Description of the task:
Can you reproduce word for word the lines of the data that start with the very first line and go on through the line containing "positive clicks: (315, 135)", including both ends?

::::::

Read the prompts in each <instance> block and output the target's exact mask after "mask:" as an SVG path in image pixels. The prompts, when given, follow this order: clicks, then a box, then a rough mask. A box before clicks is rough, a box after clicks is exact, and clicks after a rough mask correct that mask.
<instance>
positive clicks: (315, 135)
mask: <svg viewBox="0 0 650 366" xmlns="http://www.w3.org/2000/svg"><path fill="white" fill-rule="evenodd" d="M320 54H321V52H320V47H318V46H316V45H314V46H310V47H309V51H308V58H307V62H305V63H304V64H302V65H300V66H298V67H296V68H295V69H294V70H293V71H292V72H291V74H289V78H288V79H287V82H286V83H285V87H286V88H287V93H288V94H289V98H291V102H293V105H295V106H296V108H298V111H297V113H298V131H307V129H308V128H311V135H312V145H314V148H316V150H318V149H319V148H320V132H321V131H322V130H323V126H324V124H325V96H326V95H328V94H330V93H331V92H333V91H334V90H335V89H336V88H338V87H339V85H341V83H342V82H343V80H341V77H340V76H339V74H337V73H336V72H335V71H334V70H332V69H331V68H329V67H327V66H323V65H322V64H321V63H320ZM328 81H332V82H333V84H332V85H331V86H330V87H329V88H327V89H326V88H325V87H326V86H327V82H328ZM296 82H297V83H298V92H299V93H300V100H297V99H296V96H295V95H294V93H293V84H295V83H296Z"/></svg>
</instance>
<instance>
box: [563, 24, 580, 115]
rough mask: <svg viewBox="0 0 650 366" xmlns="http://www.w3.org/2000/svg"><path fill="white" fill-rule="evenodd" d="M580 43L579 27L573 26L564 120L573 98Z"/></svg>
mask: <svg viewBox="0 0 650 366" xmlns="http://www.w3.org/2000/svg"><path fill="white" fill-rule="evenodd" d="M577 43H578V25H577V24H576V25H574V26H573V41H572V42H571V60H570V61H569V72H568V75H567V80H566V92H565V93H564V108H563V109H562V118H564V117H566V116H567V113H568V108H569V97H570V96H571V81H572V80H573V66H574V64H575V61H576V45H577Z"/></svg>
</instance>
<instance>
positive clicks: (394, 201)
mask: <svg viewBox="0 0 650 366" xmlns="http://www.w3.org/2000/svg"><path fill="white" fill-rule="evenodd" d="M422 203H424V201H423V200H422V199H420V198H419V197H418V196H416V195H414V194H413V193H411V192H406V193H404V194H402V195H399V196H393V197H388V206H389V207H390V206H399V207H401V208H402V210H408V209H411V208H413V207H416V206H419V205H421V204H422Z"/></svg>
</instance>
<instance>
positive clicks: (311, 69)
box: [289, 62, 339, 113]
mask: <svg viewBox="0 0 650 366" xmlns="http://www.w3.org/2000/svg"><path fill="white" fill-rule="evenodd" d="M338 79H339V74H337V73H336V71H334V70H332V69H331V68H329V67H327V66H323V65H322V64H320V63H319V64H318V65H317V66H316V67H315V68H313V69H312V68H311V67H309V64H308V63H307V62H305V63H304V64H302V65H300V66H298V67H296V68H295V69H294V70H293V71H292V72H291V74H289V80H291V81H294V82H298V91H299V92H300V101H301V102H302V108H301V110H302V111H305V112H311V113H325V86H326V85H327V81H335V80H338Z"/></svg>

::::::

Answer to this task:
Read the prompts in each <instance> block and output the target's exact mask after "mask:" as an SVG path in image pixels. The prompts, when given, follow this order: clicks, then a box, then a rough mask. A box before clicks is rough, a box after clicks is exact, and clicks after a rough mask correct that mask.
<instance>
positive clicks: (315, 135)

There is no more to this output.